• [To do]: Transcribe the data verbatim and drop its images.

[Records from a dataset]
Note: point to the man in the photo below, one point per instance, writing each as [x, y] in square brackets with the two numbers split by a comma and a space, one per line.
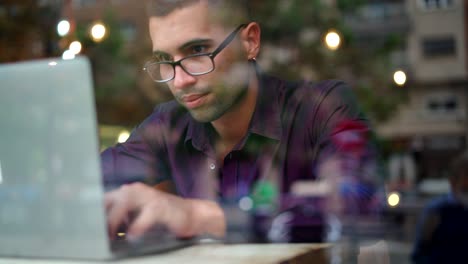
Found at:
[229, 128]
[443, 231]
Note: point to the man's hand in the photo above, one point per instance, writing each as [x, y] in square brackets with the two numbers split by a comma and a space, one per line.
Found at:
[143, 207]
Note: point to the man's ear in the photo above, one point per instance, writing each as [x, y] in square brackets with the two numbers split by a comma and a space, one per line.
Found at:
[251, 40]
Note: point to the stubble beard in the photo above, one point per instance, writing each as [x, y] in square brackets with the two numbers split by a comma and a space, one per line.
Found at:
[221, 105]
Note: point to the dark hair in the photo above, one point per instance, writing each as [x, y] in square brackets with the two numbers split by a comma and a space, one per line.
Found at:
[236, 11]
[459, 166]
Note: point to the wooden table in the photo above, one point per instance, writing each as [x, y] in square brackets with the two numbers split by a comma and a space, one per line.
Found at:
[216, 253]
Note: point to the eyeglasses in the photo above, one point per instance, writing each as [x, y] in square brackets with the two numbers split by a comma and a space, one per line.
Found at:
[195, 65]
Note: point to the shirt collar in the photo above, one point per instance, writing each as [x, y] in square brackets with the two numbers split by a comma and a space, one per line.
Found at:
[266, 120]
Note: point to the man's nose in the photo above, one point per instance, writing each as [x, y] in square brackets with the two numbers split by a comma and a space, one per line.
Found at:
[182, 79]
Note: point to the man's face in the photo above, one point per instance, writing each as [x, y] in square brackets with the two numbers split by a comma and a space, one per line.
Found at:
[191, 30]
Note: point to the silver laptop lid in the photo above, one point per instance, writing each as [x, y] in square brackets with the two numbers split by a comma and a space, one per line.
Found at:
[50, 182]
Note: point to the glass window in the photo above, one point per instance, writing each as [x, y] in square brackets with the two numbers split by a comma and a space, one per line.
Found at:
[440, 46]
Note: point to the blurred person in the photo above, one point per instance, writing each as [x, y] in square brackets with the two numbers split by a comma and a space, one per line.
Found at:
[232, 132]
[442, 236]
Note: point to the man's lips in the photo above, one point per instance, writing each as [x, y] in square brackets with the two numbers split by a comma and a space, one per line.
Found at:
[194, 100]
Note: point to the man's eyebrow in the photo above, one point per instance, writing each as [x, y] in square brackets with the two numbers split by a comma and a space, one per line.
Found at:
[161, 54]
[194, 42]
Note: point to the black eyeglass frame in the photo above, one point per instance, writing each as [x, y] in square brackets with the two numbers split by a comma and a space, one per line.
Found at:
[211, 55]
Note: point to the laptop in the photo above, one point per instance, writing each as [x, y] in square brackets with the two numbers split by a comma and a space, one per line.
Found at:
[51, 191]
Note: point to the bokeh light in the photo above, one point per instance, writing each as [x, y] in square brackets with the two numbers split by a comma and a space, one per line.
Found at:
[63, 27]
[399, 77]
[98, 32]
[393, 199]
[75, 47]
[332, 40]
[123, 136]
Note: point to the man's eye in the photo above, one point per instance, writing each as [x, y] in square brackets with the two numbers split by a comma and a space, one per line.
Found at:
[198, 49]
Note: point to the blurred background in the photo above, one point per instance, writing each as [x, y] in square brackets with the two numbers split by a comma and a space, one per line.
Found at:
[405, 59]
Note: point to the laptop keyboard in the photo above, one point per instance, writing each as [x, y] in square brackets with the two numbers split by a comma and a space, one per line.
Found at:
[159, 239]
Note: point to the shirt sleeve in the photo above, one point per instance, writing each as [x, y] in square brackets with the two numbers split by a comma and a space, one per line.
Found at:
[140, 159]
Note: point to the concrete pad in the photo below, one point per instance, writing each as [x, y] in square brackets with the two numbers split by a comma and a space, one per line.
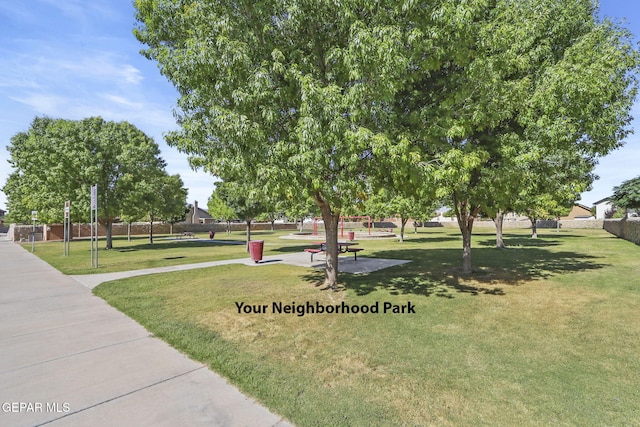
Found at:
[346, 264]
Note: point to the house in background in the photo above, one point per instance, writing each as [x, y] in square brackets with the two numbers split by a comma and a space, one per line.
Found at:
[602, 206]
[579, 211]
[198, 215]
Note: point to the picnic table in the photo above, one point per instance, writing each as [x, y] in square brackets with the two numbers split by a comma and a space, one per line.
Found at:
[343, 247]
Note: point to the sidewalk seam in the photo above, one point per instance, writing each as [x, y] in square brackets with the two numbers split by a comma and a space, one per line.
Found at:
[122, 395]
[77, 354]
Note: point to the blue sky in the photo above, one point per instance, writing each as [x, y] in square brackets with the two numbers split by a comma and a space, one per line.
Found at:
[78, 58]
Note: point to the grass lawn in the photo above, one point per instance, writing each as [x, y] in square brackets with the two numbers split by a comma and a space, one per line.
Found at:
[138, 254]
[544, 333]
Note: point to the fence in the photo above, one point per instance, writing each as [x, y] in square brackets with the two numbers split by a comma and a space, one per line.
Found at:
[626, 228]
[51, 232]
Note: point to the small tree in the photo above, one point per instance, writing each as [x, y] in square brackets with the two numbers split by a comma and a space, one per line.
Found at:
[219, 210]
[245, 202]
[160, 197]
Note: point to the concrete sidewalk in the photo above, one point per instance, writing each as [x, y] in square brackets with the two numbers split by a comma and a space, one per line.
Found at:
[69, 359]
[347, 264]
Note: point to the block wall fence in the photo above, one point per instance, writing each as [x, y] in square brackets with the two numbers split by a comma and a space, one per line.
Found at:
[627, 228]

• [Written answer]:
Note: point to the man in the photo below, one point per instance, writing each as [x, y] in square brackets with the two numbers split by a comma and a space, one per line.
Found at:
[229, 128]
[443, 231]
Note: point to the man's hand in the photo above, one point per instance, writing each as [x, y] in square brackets with the two numbers split by a comma and a space, one per line.
Found at:
[143, 207]
Note: point to the man's ear in the photo above, one point per instance, writing each as [x, y] in square brackets with the two numbers split by a comma and a space, one per line.
Found at:
[251, 40]
Note: point to the stubble beard in the photo above, one point per instance, writing each as [x, y] in square brackets with the two numbers split by a comma and a space, one per line.
Found at:
[221, 105]
Note: point to the dark hair in the photo above, one point per instance, writing each as [x, y] in square brackets with the two numbers split by a comma and a space, one per line.
Found at:
[236, 11]
[459, 166]
Note: point to the wooden table in the photo above, one point per instance, writing each as [x, y] in square brackets with the two numbers split by a comma and a space, one per line.
Found at:
[216, 253]
Note: point to the eyeglasses in the photo above, one point per instance, writing each as [x, y] in square brackets with the two numbers split by a comma and a space, one per line.
Found at:
[195, 65]
Note: point to the shirt collar in the photo above, one point per instance, writing each as [x, y] in square brackets with the two numbers split by a comma and a space, one per line.
Found at:
[266, 120]
Note: point to the man's nose in the photo above, one point per instance, writing each as [x, y] in square brackets with the two numbers split by a comma and a space, one per line.
Found at:
[182, 79]
Note: point to the man's face in the photo above, one point per instance, writing each as [x, y] in square brackets with the two numbers split by a comma and a space, one per line.
Found at:
[191, 30]
Note: point to the silver laptop lid in the photo above, one point per instance, writing each as [x, y] in square brackets with the two numbers split by a comma and a space, one per line.
Found at:
[50, 182]
Note: point to the glass window in the photo above, one point per instance, writing each as [x, y] in square brackets with the two numbers split by a comma and a space, one per line.
Found at:
[440, 46]
Note: point to the blurred person in the photo above, one point per instance, writing each as [x, y] in square brackets with the two numbers split by a comma and a space, one per line.
Found at:
[232, 132]
[442, 236]
Note: point to the man's lips in the photo above, one point per instance, writing each as [x, y] in square brackets with the two numbers split by a comma and a space, one per line.
Found at:
[194, 100]
Note: point to the man's eyebrow in the photo above, one point per instance, writing each as [x, y] in square brackets with the two numbers split by a comma and a space, one per line.
Found at:
[161, 54]
[194, 42]
Note: point to the black eyeglass frame in the photo above, one point per instance, writing each as [x, y] in square brackets with the two numbers split by a comma and a space, one per line.
Found at:
[211, 55]
Note: point to the laptop in the photo above, one point per instance, writing each as [x, y] in square brackets with the two numbers split by a comma and a space, one per line.
Found at:
[51, 191]
Note: point to the bokeh light in the photo above, one point per instance, writing each as [x, y] in square brackets with the two numbers split by a comma and a space, one per line.
Found at:
[63, 27]
[399, 77]
[98, 32]
[393, 199]
[75, 47]
[332, 40]
[123, 136]
Note: point to the man's eye in the photo above, one point per instance, writing each as [x, y] in square brackets with the two numbers split by a comma and a space, one per line.
Found at:
[198, 49]
Note: point to the blurred background in the photo above, one point per instance, writing each as [x, y] in square brackets with the two numbers split by a comma and a space, one per line.
Found at:
[405, 59]
Note: point to the laptop keyboard in the photo above, one point per instance, writing each as [x, y] in square brackets with the two numbers split by a comma and a space, one per line.
Found at:
[159, 239]
Note: point to the shirt sleeve in the photo above, one point per instance, writing each as [x, y] in square brackets with the two numbers split by a comma and a space, one per line.
Found at:
[140, 159]
Note: point to the concrete pad in the photo below, one point per instance, writing each as [x, y] in square brackets with the two numbers split by a comma and a space, one per line.
Found at:
[346, 264]
Note: point to the house in background in the photo above, one point per instance, writing each as [x, y] in square brackets with the two numbers split by a comma and a space, one per line.
Found at:
[602, 206]
[579, 211]
[198, 215]
Note: point to the picnic table in the photo above, one point per instance, writing each as [x, y] in square brackets with the two numbers split by a comma and a space, one per line.
Found at:
[343, 247]
Note: point to the sidewalk seam in the photo above, one point per instance, writing each as [x, y] in square brackets with the two numbers split by a comma and a space, one per line.
Found at:
[122, 395]
[77, 354]
Note: point to the blue sky in the photo above, one point per instance, writing each as [x, y] in square brackets with the two numbers split by a comma and a space, one per line.
Found at:
[78, 58]
Note: point to the grass lawn in the photo above, one point per instance, writing each as [x, y] in square brackets with the two numbers split by a comma and a space, one per line.
Found at:
[138, 254]
[544, 333]
Note: point to the fence in the photo above, one point per instance, writing each as [x, y] in square brackets with the two numbers split by a comma and a space, one per line.
Found at:
[626, 228]
[51, 232]
Note: point to the small tree in the photo above, one point per instance, writing each as [x, y] in square brackets with the two numbers split by a comma and a space, one per line.
Found at:
[219, 210]
[245, 202]
[160, 197]
Note: point to the concrete sidewalk in the photo above, one point per instance, writing each as [x, y] in square brackets with the two numbers split by a comma and a space, one per line.
Found at:
[69, 359]
[347, 264]
Note: point to the block wall fence in the photo above, one point per instance, writing each as [x, y] in square brackets with the two numbers split by a comma and a space, one per line.
Found at:
[627, 228]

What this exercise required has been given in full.